Pull out each line of the material below that holds the word "residential", matching case exactly.

--- Given data ---

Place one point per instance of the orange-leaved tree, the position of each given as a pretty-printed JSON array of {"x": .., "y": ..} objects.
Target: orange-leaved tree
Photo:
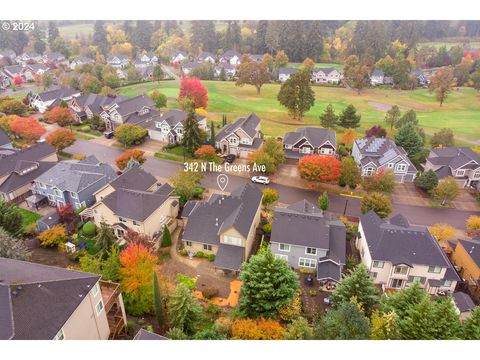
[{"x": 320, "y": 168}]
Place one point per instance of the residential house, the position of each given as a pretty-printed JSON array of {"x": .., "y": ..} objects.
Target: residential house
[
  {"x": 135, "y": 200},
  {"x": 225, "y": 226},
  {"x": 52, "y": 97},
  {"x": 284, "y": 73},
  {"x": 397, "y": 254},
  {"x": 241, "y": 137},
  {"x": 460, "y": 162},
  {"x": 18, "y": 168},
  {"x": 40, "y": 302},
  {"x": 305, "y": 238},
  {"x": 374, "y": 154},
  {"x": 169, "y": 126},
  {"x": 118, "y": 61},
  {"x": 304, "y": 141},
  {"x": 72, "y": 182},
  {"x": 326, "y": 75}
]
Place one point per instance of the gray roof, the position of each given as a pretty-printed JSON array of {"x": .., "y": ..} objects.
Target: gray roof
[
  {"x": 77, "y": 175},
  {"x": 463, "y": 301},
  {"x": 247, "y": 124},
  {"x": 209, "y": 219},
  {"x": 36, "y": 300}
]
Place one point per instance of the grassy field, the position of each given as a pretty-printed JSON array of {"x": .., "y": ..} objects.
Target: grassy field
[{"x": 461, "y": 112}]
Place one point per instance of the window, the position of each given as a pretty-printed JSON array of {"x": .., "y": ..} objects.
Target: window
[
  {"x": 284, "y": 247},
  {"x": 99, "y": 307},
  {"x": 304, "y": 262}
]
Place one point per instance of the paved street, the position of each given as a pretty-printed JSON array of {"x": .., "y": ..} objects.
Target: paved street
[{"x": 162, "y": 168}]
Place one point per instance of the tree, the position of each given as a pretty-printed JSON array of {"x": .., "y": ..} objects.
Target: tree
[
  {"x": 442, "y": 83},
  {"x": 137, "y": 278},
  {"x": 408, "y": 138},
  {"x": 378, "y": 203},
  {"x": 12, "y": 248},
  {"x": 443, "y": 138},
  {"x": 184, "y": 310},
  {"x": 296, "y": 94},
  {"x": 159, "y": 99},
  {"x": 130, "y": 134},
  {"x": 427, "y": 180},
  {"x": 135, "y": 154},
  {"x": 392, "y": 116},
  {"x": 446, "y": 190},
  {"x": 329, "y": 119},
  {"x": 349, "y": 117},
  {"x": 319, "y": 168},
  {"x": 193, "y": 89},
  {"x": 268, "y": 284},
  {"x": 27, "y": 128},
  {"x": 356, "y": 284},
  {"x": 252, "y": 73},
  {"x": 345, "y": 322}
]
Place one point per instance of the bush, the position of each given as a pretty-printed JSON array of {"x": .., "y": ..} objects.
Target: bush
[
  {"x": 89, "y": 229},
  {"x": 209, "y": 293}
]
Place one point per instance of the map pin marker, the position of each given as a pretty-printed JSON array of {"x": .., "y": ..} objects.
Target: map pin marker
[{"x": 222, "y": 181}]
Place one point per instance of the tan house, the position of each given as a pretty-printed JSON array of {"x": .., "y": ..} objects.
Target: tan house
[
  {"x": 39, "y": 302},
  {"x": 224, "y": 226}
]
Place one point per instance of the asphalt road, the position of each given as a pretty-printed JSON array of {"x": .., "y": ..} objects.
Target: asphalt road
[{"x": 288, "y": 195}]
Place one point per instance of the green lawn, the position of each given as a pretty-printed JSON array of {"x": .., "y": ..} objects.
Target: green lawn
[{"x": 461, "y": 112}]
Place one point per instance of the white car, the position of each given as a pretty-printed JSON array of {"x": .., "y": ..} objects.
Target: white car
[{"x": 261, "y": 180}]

---
--- Given data ---

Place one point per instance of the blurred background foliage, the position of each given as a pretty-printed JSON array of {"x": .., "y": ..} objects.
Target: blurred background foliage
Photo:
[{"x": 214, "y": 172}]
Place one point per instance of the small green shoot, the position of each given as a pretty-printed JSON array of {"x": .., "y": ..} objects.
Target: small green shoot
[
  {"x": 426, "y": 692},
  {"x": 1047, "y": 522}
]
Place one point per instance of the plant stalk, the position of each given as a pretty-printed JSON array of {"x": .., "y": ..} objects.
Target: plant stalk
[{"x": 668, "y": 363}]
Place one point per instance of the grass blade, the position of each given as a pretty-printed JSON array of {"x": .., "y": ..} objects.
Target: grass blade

---

Worked answer
Place one point per instance of the residential house, the position of each given as a pretty-printed JSON array of {"x": .., "y": ..} objects.
Target: residential house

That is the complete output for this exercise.